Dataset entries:
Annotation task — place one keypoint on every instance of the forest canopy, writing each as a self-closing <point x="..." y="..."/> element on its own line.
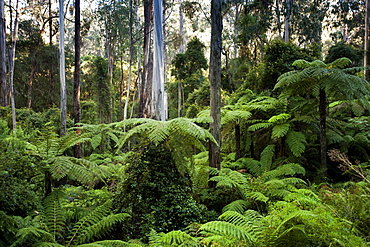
<point x="184" y="123"/>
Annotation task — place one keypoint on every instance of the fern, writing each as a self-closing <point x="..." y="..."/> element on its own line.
<point x="296" y="142"/>
<point x="266" y="158"/>
<point x="91" y="221"/>
<point x="110" y="243"/>
<point x="80" y="170"/>
<point x="238" y="206"/>
<point x="53" y="214"/>
<point x="228" y="229"/>
<point x="280" y="130"/>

> **About this exercise**: Every line of the data is to be transcribed exactly, and no picture is to be included.

> **Exercise answer**:
Annotation task — place one keypoint on every instance of the forest canopy, writing each as a self-closing <point x="..." y="..."/> element on its own line.
<point x="184" y="123"/>
Annotation task — place one keypoint on every instance of the fern, writing each as a self-closing <point x="..." y="..."/> element on its own line.
<point x="296" y="142"/>
<point x="266" y="158"/>
<point x="91" y="221"/>
<point x="110" y="243"/>
<point x="80" y="170"/>
<point x="238" y="206"/>
<point x="53" y="214"/>
<point x="228" y="229"/>
<point x="280" y="130"/>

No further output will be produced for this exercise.